◆ **PASSAGE TO READ**

Posts for: January, 2015
Many people have heard the term “gout” but do not know what it means. Gout is a disease that was first identified as early as 2640 BC and still remains a major and growing public health concern.
Gout is a common form of arthritis – a disorder affecting the joints and musculoskeletal system. Gout is caused by an excess of uric acid in the bloodstream. Uric acid is produced in the body by the breakdown of purines- specific chemicals that are found in certain foods such as meat, seafood and poultry. Uric acid dissolves in the blood and is excreted in urine via the kidneys. When too much uric acid is produced, or not enough is excreted, it can build up and form crystals that cause inflammation and pain in the joints and surrounding tissue.
Gout is frequently characterized by severe and sudden pain, redness, often during the night, and most commonly affecting the big toe. Ankles, knees, elbows, wrists and fingers may also be affected.
Tests to diagnosis gout include a blood test to measure the levels of uric acid in the blood and a joint fluid test, where fluid is extracted from an affected joint and sent to be examined for urate crystals.
Most gout events are treated with medication. Medication may treat the symptoms of gout attacks, prevent future outbreaks and reduce the risk of gouty complications.
Foods high in purines should be avoided to lower the levels of uric acid. High purine foods include anchovies, herring, mackerel, sardines, and scallops. Additional foods include asparagus, dried beans and peas, gravy, game meats, brains and sweetbreads. One should maintain a high fluid intake and avoid alcohol to decrease future flares.

◆ **DATA**
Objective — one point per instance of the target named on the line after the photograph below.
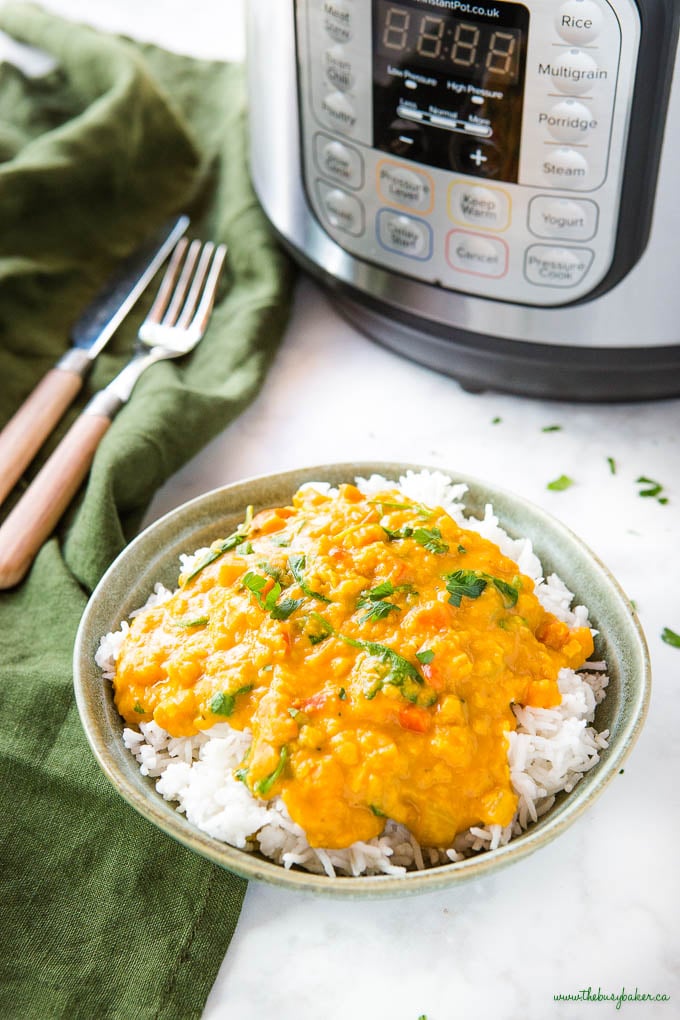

◆ **TASK LIST**
(1) Answer these questions from the passage on gout:
(a) By what route does the body excrete uric acid?
(b) Which body part do gout attacks most commonly affect?
(c) What is extracted fluid from an affected joint examined for?
(2) According to the passage on gout, why should foods high in purines be avoided? Answer in one to three sentences.
(3) Rewrite the paragraph of the passage on gout that begins "Foods high in purines should be avoided" as a bulleted list, keeping its main facts.

◆ **EXERCISE RESPONSES**
(1)
(a) Uric acid dissolves in the blood and is excreted in urine via the kidneys.
(b) The big toe.
(c) Urate crystals.

(2) The body produces uric acid by breaking down purines, which are found in certain foods. Avoiding foods high in purines lowers uric acid levels, and an excess of uric acid in the bloodstream causes gout.

(3)
- Avoid foods high in purines to lower uric acid levels.
- High-purine foods include anchovies, herring, mackerel, sardines, scallops, asparagus, dried beans and peas, gravy, game meats, brains and sweetbreads.
- Maintain a high fluid intake and avoid alcohol to decrease future flares.